- **Task data**:

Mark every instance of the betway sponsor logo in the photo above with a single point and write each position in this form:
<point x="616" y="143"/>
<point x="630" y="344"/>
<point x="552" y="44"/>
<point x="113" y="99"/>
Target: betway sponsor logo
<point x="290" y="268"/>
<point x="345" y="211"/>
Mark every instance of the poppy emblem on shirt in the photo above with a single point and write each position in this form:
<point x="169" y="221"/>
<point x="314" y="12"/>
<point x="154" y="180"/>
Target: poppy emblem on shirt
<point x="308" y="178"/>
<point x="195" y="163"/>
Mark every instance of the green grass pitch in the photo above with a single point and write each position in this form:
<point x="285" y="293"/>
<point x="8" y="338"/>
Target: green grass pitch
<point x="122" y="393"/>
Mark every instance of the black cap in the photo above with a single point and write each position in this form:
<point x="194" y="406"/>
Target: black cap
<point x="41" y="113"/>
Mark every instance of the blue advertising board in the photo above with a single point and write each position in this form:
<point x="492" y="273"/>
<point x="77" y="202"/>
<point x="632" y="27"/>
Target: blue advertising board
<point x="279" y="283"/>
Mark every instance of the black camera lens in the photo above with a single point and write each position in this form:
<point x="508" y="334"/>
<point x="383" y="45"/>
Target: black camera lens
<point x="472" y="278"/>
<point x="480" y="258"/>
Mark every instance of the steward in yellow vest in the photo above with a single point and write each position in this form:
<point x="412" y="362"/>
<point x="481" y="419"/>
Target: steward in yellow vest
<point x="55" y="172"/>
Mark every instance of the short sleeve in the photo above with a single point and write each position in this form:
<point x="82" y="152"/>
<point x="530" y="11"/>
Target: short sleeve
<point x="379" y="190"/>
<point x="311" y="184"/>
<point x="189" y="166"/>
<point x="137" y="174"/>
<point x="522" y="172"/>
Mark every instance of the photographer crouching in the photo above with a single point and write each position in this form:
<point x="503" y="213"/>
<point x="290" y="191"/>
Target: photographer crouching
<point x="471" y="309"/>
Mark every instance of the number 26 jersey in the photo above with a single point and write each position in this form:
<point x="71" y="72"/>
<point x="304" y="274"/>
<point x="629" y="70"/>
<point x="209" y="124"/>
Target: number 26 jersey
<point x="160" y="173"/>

- **Your objective**: Out of the entries, report each line that contains the word "form".

- **The answer**:
Mark every instance of the betway sponsor logo in the photo above with a single point and write each position in this form:
Mark every instance of the poppy emblem on shirt in the photo above with a single point and write each position in this form:
Mark every instance of the green grass pitch in the photo above with a single point and write each position in this form:
Mark every instance of the black cap in the photo above with a single point and write each position in this form:
Mark every instance of the blue advertising board in the photo above with a single point and write each position in this form:
Mark every instance of the black camera lens in the photo above with a single point and write each position in this form:
Mark every instance of the steward in yellow vest in the photo above with a single point and write each position in this form:
Mark every instance of the short sleeve in the photo above with a single point and write each position in this form:
Mark every instance of the photographer crouching in the photo above with a single point and write each position in this form:
Mark every instance of the number 26 jersey in the photo above with a single point and write each position in this form:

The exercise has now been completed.